Mirror neurons are cells located in the premotor and posterior parietal cortex of the macaque brain. These cells fire when the monkey performs a goal-directed action and when it sees somebody else performing the same action.
Two areas of the macaque brain contain mirror neurons, area F5 in the inferior frontal cortex and area PF/PFG in the inferior parietal cortex. These areas are anatomically interconnected and embedded in parallel frontoparietal networks for sensorimotor integration.
Mirror neurons in monkeys also respond to the sound of actions, and code the intention associated with the observed action. This suggests that the mirror neuron system (MNS) is a key neural system for social cognition.
In humans, mirror neuron areas are located in the posterior inferior frontal gyrus and adjacent ventral premotor cortex, and in the rostral part of the inferior parietal lobule. The human MNS is causally related to imitation, a crucial factor for social interactions and learning.
The human MNS is also concerned with other aspects of social cognition, from understanding the intentions of other people to empathizing with them. Through interactions with the limbic system, the human MNS allows the understanding of emotional states of other people.

§ **RECORDS SUPPLIED**:
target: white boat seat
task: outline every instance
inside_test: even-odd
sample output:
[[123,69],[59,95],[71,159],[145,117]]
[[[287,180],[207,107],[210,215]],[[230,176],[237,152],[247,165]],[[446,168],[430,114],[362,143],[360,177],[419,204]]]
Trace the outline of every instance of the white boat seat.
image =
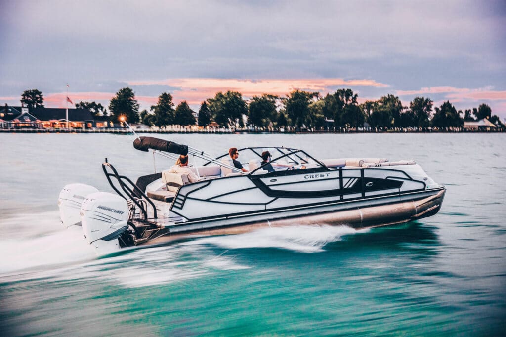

§ **CHECK YOUR UNDERSTANDING**:
[1] Translate this sentence from the passage on mirror neurons into Spanish: "These cells fire when the monkey performs a goal-directed action and when it sees somebody else performing the same action."
[2] Write the next part of the passage on mirror neurons, continuing from its final sentence.

§ **YOUR RESPONSES**:
[1] Estas células se activan cuando el mono realiza una acción dirigida a un objetivo y cuando ve a otro individuo realizar la misma acción.

[2]
Evidence of MNS abnormalities in autism spectrum disorder (ASD) is provided by structural MRI, magnetoencephalography, electroencephalography, transcranial magnetic stimulation and functional MRI (fMRI). fMRI data show that children with ASD have reduced MNS activity during social mirroring and that MNS activity correlates with the severity of disease: the higher the impairment, the lower the MNS activity in ASD.
The discovery of premotor and parietal cells known as mirror neurons in the macaque brain that fire not only when the animal is in action, but also when it observes others carrying out the same actions provides a plausible neurophysiological mechanism for a variety of important social behaviours, from imitation to empathy. Recent data also show that dysfunction of the mirror neuron system in humans might be a core deficit in autism, a socially isolating condition. Here, we review the neurophysiology of the mirror neuron system and its role in social cognition and discuss the clinical implications of mirror neuron dysfunction.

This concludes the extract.